Hamas also reiterated its call on Saudi authorities to release all Palestinian prisoners, ‘on top of whom is Dr. Muhammad al-Khudari’.
The Palestinian movement noted that it has been contacting the Saudi leadership throughout last year in a bid to reach a deal on the release of Palestinian prisoners.
Saudi officials have reportedly arrested more than 60 people for supporting the Palestinian Hamas resistance movement.
Hamas concluded its statement by assuring that the Palestinian cause will thrive, calling upon Muslims worldwide to support the Palestinian people and their righteous cause.
‘We are fully prepared to release one of the captured pilots along with four Saudi officers and soldiers,’ Houthi said in a televised speech on Thursday afternoon.
‘This will be in exchange for the release of those from Hamas arrested in the Kingdom of Saudi Arabia.’
On March 22, Ismail Haniyeh, the head of the Hamas political bureau, in a letter addressed to the Saudi monarch King Salman pleaded with him to make a quick decision and order the freedom of Palestinian detainees in Saudi prisons.

**Listed entries**.
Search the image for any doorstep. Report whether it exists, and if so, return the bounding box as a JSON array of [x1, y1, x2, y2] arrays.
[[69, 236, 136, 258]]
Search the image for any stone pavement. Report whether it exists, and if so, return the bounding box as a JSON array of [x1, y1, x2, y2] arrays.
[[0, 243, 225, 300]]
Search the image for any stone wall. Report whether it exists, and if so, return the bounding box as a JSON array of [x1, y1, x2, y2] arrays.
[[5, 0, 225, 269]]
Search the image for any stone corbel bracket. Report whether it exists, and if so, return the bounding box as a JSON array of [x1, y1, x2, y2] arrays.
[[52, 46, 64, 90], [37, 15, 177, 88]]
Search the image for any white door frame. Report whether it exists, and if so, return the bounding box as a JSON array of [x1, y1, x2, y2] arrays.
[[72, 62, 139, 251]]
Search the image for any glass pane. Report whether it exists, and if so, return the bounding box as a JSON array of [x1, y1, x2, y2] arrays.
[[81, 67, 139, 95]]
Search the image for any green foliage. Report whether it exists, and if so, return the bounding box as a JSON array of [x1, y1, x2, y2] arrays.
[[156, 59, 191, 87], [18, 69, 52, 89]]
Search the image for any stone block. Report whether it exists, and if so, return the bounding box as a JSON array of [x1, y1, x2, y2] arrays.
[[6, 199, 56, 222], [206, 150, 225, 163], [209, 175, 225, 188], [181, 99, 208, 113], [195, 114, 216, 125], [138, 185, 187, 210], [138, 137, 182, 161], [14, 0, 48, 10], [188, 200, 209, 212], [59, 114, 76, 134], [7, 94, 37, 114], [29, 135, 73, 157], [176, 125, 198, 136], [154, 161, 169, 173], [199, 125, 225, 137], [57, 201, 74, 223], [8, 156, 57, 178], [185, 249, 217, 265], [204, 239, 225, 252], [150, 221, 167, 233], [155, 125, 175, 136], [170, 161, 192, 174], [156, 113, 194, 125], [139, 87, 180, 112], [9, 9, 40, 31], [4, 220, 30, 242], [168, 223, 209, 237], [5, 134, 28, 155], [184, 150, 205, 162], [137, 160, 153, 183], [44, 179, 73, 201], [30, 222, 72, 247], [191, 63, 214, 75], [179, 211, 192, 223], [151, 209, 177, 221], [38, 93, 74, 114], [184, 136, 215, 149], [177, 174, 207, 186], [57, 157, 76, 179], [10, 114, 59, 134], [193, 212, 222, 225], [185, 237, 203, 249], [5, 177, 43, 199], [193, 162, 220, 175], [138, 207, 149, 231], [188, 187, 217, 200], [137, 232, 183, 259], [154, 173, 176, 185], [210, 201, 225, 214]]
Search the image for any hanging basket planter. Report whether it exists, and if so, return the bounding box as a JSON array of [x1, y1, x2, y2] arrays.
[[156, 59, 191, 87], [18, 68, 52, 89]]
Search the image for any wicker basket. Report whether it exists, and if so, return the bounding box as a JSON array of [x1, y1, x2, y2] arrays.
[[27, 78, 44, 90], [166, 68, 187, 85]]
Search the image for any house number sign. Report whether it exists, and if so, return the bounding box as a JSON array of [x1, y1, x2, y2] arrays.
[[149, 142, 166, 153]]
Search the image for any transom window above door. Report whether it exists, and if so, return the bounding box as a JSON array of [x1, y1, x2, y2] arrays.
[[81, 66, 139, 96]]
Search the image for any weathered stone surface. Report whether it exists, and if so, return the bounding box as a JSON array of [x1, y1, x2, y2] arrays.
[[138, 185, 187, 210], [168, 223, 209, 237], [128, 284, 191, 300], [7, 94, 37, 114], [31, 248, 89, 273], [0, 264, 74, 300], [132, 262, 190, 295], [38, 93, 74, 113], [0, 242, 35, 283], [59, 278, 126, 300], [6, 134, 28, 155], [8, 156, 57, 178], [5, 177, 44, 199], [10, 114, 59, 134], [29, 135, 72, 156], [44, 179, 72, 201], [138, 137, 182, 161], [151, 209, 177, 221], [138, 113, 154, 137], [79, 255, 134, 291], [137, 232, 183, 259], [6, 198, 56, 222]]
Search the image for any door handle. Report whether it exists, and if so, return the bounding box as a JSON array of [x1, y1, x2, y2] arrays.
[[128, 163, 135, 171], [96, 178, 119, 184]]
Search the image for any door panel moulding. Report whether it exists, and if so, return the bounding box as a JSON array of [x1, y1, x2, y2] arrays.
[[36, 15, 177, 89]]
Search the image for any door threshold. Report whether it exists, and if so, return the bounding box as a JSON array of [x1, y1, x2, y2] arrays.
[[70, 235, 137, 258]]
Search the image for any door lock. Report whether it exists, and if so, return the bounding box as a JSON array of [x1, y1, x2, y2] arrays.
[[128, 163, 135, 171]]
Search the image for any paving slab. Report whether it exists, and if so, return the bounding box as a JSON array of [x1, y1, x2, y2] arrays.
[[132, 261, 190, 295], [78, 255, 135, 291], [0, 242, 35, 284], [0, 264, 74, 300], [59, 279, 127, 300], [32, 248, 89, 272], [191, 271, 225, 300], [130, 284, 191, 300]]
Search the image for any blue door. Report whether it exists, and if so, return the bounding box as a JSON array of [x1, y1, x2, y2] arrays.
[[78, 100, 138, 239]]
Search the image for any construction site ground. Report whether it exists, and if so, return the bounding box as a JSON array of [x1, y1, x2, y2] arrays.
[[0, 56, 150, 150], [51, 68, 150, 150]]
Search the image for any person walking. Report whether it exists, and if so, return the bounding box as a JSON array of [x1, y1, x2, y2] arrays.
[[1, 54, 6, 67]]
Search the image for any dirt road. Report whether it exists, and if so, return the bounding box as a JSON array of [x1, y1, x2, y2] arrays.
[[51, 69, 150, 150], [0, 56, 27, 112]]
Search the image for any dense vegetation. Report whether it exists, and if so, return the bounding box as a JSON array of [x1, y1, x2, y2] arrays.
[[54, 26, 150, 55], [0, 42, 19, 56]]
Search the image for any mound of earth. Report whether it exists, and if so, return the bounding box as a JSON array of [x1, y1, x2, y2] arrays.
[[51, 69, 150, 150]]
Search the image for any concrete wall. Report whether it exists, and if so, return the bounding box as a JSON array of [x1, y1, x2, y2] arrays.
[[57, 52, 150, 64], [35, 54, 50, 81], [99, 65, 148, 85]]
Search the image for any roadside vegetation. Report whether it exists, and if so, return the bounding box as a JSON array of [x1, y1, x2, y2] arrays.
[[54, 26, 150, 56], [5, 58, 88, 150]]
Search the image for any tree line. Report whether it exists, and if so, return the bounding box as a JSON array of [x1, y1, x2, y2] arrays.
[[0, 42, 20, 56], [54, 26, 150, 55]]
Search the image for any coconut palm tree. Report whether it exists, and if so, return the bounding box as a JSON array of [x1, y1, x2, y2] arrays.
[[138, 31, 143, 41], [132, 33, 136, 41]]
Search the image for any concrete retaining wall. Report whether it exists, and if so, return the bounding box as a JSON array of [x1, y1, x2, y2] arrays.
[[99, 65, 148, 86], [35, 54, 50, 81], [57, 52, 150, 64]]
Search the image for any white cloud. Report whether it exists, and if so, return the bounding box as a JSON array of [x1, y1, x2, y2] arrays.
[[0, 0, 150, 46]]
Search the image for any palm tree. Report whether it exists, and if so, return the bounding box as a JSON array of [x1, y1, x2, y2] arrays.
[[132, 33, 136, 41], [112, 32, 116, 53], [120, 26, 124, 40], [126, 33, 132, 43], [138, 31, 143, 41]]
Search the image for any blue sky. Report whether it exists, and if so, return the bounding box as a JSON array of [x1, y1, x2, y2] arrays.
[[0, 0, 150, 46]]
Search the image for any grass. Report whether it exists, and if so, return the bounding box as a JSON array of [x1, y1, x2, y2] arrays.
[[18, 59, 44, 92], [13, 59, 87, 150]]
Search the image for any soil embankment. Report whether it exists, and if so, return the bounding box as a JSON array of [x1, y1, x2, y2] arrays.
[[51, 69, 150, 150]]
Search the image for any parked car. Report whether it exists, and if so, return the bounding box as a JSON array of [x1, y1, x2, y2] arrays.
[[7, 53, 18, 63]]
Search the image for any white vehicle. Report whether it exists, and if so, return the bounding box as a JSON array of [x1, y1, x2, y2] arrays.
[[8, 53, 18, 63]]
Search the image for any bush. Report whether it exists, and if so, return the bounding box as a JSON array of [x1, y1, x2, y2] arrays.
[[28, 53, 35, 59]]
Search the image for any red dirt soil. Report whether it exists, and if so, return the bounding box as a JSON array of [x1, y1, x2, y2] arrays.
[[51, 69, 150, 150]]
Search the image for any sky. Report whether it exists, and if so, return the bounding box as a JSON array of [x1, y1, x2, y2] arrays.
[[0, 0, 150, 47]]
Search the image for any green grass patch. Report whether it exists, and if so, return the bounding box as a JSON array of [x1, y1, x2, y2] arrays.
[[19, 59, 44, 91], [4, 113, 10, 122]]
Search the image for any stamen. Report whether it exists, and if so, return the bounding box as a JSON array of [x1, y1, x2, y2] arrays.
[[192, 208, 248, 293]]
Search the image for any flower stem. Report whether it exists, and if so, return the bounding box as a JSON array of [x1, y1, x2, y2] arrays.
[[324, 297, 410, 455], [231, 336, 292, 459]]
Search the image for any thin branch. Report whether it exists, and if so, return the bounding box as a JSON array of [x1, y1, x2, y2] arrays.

**Work instruction**.
Return everything from "Saudi officials have" down to "their righteous cause." in the passage on Hamas and the Palestinian prisoners held in Saudi Arabia, unchanged.

**The completed task**.
Saudi officials have reportedly arrested more than 60 people for supporting the Palestinian Hamas resistance movement.
Hamas concluded its statement by assuring that the Palestinian cause will thrive, calling upon Muslims worldwide to support the Palestinian people and their righteous cause.